EXERCISE REQUIREMENTS:
• A. According to the painting description, what shows that the light falls from a raised position? Answer in one to three sentences.
• B. Pick up the painting description at its last sentence and keep writing it.

------ DOCUMENT ------

The girl, wearing a dress that is made from an expensive copper-coloured fabric that catches the light, has her back turned to the viewer and shows her face by looking over her shoulder. The shallow bowl that contains the fruit, fashioned from a metallic material such as pewter and decorated with a pattern of interlocking curves, is held up to the level of the girl’s forehead by both of her hands.

This oil-on-canvas painting, executed in the Mannerist style that was popular during the Late Renaissance, measures 102cm by 82cm and resides in Berlin’s Gemäldegalerie museum. The subject of the painting, believed by art historians to be Titian's daughter Lavinia Vecellio, is wearing a pearl necklace and an earring as well as a crescent-shaped tiara that is studded with gemstones. A wedding ring, worn under the knuckle of the girl's ring-finger, indicates that the subject of the painting is married while the quality of her attire and jewelry suggests that her husband is wealthy.

Light, emanating from a source to the left of the canvas, illuminates the left-hand side of the girl's face as well as her exposed back and neck. A thin line of shadow is visible along the right-hand side of the subject's face, neck and dress while a shadow that travels along the underside of her visible arm suggests that the light is falling from an elevated position. The girl's lips are slightly parted and her irises, positioned in the left-hand corners of her eyes, are gazing out towards the viewer while her nostrils and septum are made visible by the slight backwards tilt of her head.

------ RECORDS SHOWN ------

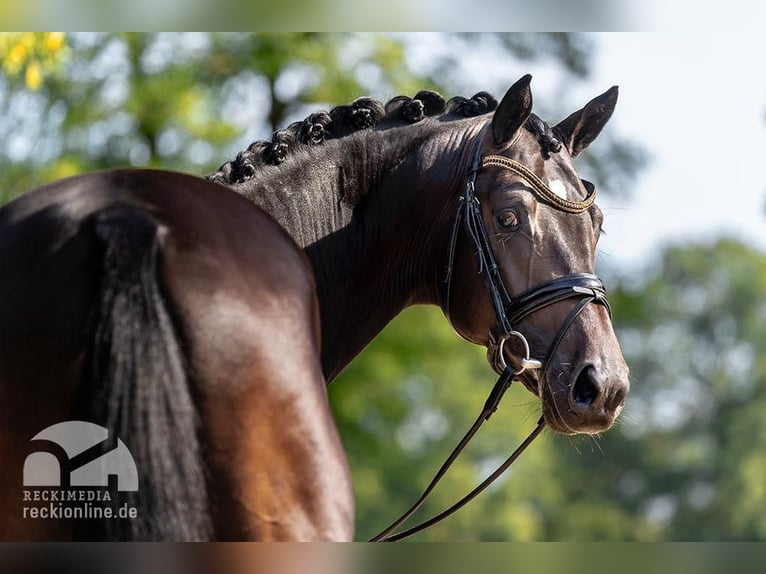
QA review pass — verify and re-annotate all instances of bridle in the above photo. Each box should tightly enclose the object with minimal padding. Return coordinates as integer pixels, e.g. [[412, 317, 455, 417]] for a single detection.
[[370, 135, 612, 542]]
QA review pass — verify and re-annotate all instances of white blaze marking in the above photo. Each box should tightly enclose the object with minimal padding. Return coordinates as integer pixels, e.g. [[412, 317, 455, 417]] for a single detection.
[[548, 179, 567, 199]]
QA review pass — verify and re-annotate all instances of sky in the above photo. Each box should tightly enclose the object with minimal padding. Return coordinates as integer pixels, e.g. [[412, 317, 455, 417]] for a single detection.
[[584, 32, 766, 269]]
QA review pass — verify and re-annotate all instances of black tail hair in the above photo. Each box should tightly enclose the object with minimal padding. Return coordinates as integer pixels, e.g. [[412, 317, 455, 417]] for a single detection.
[[76, 204, 212, 541]]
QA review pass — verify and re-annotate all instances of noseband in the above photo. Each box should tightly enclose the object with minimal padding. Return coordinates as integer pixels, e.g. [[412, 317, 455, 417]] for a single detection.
[[371, 133, 612, 542]]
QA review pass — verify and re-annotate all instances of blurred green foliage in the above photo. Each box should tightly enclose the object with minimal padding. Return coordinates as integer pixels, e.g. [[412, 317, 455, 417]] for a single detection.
[[0, 33, 766, 541]]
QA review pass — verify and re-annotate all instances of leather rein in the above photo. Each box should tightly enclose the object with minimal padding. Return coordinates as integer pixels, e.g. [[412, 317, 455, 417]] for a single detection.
[[370, 133, 611, 542]]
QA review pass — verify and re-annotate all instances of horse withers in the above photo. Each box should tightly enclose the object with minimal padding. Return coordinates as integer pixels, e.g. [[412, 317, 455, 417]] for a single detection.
[[0, 77, 628, 540]]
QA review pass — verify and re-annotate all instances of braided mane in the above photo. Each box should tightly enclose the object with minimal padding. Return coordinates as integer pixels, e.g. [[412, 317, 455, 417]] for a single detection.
[[207, 90, 561, 185]]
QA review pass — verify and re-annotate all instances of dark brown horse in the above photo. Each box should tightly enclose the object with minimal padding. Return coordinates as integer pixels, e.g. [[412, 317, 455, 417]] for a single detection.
[[0, 77, 628, 540]]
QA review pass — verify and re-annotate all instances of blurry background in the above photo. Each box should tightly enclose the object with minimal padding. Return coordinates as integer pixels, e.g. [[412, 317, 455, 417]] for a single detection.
[[0, 33, 766, 540]]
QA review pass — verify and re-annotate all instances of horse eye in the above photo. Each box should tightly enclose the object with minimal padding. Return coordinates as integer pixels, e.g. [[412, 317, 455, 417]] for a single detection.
[[495, 211, 519, 231]]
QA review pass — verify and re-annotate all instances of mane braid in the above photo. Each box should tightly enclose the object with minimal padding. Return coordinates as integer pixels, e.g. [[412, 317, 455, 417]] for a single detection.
[[207, 90, 497, 185]]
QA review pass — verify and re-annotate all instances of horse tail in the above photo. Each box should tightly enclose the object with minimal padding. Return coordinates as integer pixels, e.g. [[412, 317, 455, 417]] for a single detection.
[[80, 204, 212, 541]]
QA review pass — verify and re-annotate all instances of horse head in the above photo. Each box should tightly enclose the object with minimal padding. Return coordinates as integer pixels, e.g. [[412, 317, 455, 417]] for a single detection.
[[442, 76, 629, 434]]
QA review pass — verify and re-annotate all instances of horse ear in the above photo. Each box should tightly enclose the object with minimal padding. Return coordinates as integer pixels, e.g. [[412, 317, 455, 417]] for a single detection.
[[554, 86, 618, 157], [492, 74, 532, 145]]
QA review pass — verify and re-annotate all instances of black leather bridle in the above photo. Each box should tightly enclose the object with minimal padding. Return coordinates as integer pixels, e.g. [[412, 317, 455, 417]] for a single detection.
[[370, 133, 611, 542]]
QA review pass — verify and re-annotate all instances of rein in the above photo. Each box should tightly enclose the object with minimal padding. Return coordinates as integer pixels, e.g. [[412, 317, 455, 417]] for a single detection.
[[370, 132, 611, 542]]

------

ANSWERS BELOW:
• A. A shadow runs along the underside of the girl's visible arm. That shadow suggests the light is coming from an elevated position.

• B.
Early Renaissance art, like the Medieval European art that had preceded it, was focused on religious themes while the emergence of Humanism in the sixteenth-century created the demand for artworks of a more anthropocentric nature that explored secular themes. The rise of financial capital, the establishment of lucrative trade routes with East Asia and the colonisation of the Americas led to the emergence of a powerful new socio-economic class in Europe. Bankers and merchants, enriched by new money, sought immortalisation in the painted form by the great artists of the day.

Both the landed aristocrats and city merchants wanted their portraits painted and artists, inspired by Humanist ideals as much as as by a love of money, were happy to take their commissions. Titian, who had painted Pope Paul III's portrait a decade earlier, chose to create Lavinia's portrait at the time when he was entering the later stage of his career. It is likely that Titian, who’s patrons had included the Doge of Venice and the Holy Roman Emperor, was living under the patronage of Philip II of Spain at the time in which the portrait was created.